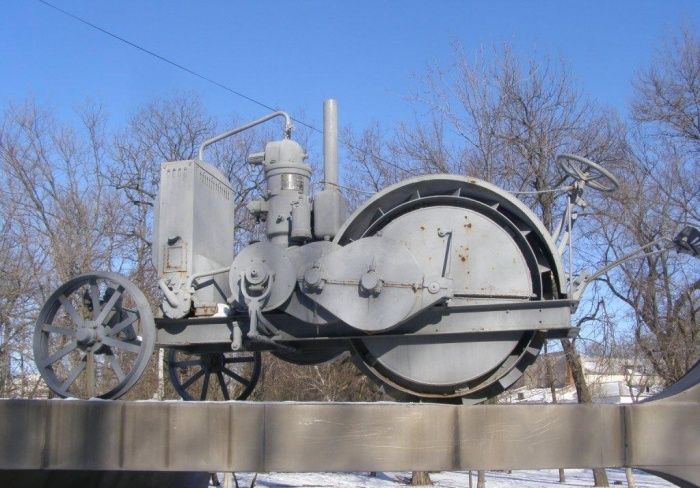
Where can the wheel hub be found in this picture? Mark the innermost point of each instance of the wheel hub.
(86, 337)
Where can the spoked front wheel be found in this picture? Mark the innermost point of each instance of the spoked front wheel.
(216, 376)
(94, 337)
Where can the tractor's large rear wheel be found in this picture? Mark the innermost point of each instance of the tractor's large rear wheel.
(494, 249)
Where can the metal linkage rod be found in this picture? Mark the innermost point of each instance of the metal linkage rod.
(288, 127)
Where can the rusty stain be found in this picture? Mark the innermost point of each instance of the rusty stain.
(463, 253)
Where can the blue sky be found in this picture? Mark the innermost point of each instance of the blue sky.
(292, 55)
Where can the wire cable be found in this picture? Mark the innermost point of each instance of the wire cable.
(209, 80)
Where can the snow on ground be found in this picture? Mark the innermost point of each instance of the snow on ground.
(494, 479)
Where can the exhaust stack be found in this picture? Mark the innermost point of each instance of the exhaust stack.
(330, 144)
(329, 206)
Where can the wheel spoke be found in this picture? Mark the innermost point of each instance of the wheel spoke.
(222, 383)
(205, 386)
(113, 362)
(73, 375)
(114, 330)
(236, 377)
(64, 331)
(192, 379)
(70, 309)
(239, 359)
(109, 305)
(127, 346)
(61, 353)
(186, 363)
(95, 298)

▶ [THE REQUEST]:
Rewrite the material as a numbered list, starting with the line containing "Where can the blue" and continuing through the end of the material, skipping any blank lines.

▶ [FINAL ANSWER]:
1. Where can the blue sky be found in this picture? Mark the innermost point of each instance of the blue sky.
2. (292, 55)
3. Where can the wire cable be found in this picture? Mark the innermost point of each instance of the wire cable.
4. (209, 80)
5. Where can the snow on ground be found in this picture? Mark the innermost point of each instance of the snow on ground.
6. (494, 479)
7. Where can the exhaust stack be found in this picture? Mark the innermost point of each instance of the exhaust stack.
8. (330, 144)
9. (329, 206)
10. Where can the wheel spoke be found in this picture? Mark the innermost point of each instance of the wheel spoke.
11. (222, 383)
12. (205, 386)
13. (113, 362)
14. (73, 375)
15. (114, 330)
16. (236, 377)
17. (64, 331)
18. (192, 379)
19. (70, 309)
20. (239, 359)
21. (109, 305)
22. (127, 346)
23. (61, 353)
24. (186, 363)
25. (95, 298)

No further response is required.